*Work order*.
Find the word "blurred" in the listing below, then return every line it appears in.

──────── Excerpted records

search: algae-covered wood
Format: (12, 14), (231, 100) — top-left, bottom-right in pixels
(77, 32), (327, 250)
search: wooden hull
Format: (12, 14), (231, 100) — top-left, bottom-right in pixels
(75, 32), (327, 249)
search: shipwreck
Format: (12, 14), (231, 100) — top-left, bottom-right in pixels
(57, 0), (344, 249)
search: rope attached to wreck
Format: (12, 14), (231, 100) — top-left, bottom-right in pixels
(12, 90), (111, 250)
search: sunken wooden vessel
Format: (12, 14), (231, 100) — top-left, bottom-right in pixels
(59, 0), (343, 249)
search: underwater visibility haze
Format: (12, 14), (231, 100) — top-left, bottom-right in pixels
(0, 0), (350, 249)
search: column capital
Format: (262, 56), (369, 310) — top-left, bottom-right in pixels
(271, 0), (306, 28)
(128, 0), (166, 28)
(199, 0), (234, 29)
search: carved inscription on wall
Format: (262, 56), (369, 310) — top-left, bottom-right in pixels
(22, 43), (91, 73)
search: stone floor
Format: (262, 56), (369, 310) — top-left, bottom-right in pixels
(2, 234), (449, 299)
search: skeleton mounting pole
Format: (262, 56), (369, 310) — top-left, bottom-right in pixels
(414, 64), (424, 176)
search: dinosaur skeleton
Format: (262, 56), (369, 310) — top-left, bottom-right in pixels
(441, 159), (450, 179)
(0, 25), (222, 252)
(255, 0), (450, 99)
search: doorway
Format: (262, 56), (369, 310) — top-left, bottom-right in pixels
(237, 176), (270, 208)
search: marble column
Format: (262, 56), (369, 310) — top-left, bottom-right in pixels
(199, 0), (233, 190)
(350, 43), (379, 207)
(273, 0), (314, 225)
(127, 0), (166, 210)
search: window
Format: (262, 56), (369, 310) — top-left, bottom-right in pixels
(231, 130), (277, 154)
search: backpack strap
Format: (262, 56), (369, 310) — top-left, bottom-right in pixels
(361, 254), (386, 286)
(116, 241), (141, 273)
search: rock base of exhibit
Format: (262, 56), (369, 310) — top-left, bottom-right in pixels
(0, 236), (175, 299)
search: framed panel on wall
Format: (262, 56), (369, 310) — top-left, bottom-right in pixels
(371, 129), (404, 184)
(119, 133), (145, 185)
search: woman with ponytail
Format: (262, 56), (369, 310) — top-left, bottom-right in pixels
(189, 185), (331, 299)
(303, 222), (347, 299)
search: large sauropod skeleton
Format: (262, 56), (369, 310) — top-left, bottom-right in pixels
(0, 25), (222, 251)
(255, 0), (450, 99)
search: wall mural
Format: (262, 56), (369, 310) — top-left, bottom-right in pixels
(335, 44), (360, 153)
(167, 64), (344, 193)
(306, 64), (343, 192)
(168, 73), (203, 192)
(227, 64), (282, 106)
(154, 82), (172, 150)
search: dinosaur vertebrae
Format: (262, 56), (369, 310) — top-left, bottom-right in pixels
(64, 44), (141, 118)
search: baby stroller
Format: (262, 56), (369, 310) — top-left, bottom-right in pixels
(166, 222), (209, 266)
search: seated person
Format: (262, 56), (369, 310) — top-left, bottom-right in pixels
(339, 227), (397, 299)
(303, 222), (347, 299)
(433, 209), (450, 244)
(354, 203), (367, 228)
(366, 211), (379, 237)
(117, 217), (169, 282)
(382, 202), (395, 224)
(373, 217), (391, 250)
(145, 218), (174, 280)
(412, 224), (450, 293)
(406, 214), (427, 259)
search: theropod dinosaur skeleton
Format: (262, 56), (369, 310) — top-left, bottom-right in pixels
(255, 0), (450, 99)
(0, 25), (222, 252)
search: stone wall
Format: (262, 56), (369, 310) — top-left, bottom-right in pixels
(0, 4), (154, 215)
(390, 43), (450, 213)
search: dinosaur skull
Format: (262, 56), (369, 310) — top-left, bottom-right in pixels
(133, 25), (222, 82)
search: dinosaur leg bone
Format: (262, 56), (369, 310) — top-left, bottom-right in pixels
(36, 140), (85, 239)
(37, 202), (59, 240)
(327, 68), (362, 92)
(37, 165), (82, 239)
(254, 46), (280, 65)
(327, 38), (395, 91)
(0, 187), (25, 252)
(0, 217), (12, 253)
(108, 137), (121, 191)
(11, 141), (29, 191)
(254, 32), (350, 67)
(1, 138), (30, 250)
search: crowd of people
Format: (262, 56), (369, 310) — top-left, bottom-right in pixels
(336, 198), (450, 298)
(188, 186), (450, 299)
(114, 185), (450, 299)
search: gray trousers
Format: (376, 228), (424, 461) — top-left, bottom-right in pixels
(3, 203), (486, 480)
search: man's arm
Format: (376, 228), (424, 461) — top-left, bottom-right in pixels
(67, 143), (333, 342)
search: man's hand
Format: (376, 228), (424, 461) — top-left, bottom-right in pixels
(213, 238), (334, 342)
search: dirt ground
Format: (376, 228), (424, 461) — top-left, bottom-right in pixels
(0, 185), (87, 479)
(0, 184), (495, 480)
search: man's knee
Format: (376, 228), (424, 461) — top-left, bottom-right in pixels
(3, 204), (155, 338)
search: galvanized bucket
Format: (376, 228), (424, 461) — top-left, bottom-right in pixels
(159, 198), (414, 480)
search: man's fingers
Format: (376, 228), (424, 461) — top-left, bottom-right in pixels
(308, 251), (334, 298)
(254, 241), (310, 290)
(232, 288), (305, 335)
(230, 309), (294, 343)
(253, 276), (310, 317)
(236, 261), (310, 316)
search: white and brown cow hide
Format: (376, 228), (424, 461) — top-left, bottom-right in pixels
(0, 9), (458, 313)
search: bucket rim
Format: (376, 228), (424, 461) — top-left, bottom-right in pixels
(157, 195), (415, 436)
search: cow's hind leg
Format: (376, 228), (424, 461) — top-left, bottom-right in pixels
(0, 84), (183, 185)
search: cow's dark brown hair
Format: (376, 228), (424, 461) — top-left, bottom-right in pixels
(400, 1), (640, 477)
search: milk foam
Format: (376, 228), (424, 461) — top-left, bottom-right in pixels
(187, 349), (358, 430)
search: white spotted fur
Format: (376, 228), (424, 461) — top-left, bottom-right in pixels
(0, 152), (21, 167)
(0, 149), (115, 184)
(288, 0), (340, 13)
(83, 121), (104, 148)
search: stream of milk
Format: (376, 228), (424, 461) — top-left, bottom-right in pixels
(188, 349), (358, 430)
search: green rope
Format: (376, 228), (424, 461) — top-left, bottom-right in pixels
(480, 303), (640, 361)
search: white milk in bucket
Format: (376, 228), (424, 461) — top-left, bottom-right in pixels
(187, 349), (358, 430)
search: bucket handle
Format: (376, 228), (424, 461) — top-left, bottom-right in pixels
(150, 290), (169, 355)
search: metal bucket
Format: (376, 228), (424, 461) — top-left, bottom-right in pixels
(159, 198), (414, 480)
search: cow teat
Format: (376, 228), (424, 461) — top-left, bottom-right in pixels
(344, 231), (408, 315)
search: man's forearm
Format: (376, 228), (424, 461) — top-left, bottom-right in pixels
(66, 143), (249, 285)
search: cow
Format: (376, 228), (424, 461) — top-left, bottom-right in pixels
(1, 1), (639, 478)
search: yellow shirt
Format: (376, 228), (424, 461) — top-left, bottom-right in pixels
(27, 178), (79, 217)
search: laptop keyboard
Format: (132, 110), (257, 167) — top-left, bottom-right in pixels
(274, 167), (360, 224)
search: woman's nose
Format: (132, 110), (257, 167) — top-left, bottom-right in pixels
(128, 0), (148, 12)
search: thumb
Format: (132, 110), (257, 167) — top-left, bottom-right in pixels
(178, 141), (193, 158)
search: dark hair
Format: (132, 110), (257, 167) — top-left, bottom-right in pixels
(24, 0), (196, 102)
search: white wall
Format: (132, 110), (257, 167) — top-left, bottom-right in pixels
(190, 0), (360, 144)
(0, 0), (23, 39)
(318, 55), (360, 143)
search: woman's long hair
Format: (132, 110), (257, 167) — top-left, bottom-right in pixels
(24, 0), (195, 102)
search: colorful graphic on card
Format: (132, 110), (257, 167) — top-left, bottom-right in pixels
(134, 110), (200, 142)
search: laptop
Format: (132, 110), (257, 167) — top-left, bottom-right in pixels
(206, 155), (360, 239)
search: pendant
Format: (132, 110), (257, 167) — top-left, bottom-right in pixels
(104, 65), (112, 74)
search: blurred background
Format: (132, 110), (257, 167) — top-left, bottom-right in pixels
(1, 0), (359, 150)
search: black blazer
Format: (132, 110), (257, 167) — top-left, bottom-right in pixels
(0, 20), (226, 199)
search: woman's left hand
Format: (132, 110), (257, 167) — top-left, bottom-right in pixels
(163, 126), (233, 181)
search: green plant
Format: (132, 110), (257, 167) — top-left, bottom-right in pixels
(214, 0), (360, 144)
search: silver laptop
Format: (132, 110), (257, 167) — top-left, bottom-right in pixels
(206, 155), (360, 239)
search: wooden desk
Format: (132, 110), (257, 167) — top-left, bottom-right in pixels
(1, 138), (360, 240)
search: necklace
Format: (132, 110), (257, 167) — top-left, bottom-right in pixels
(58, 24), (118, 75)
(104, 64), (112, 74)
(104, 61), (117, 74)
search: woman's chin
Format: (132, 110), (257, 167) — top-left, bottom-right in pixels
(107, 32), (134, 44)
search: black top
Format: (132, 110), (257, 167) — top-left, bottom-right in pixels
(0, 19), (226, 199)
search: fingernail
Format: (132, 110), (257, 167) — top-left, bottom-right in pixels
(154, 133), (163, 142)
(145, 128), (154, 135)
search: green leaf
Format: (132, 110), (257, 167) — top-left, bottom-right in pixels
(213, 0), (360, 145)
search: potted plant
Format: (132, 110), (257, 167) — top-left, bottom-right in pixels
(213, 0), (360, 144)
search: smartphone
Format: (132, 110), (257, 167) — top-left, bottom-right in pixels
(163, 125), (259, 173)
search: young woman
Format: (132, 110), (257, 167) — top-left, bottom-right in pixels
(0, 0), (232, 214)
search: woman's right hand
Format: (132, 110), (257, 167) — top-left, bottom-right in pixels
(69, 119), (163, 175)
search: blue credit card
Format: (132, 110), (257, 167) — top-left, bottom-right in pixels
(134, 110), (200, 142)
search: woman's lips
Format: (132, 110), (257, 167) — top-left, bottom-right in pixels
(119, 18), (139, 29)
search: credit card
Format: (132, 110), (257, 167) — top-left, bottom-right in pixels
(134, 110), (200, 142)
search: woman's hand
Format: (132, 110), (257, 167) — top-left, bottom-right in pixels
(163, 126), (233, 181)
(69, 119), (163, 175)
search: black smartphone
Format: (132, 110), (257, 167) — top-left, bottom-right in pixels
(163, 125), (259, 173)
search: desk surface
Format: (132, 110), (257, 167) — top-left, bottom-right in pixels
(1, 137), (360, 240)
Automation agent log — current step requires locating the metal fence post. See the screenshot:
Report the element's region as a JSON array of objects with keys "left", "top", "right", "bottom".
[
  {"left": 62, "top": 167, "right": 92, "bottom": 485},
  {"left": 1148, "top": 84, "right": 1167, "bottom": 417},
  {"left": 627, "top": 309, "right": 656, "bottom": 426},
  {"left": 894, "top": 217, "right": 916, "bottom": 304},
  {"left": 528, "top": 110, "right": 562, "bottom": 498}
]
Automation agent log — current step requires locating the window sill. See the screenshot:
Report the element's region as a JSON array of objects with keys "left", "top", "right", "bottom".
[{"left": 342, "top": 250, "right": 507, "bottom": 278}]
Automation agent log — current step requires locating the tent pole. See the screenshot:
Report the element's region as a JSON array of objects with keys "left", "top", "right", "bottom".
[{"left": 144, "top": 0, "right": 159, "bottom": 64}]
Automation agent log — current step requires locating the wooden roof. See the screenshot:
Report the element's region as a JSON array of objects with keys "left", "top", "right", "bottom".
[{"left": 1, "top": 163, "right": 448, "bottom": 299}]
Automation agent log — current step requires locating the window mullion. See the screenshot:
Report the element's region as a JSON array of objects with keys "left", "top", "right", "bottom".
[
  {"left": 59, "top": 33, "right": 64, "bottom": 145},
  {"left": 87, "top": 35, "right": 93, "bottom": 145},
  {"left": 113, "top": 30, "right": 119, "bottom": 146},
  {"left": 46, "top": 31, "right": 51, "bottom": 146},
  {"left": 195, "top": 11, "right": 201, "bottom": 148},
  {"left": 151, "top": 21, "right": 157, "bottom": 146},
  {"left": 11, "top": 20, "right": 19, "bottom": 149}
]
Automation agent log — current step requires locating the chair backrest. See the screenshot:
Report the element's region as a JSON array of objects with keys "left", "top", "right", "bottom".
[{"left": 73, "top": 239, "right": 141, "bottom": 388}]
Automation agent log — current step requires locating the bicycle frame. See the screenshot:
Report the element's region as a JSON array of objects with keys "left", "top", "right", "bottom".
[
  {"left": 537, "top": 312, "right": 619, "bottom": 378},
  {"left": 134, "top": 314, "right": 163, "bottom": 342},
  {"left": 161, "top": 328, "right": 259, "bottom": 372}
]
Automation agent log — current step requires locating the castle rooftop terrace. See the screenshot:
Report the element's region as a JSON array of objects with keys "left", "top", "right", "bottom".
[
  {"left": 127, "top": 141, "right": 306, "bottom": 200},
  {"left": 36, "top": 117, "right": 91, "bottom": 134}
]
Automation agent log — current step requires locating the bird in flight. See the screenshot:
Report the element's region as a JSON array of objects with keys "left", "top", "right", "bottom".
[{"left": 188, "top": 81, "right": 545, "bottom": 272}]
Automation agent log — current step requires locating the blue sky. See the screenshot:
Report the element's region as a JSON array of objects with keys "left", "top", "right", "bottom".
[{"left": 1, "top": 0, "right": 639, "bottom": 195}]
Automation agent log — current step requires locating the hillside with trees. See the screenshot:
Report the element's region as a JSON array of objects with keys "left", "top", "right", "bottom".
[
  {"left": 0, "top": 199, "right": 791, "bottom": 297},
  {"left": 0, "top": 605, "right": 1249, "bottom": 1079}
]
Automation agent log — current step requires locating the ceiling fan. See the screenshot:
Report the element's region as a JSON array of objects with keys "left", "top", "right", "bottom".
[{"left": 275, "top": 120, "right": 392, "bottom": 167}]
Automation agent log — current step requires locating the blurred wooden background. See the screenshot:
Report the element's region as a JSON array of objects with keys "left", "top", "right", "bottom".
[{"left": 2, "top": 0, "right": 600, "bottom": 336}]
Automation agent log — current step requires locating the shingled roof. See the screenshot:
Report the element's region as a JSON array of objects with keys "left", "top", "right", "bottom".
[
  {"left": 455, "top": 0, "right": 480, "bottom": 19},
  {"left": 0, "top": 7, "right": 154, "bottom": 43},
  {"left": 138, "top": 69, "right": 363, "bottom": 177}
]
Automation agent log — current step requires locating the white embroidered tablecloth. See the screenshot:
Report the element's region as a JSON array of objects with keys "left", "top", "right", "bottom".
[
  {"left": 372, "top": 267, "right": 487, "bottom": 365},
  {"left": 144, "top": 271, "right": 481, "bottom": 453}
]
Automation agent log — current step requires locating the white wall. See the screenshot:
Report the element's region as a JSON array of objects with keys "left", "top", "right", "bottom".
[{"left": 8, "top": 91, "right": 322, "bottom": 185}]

────────────────

*Answer to this task*.
search: blurred background
Automation agent log — current step requires locating the blurred wooden background. See the screenshot:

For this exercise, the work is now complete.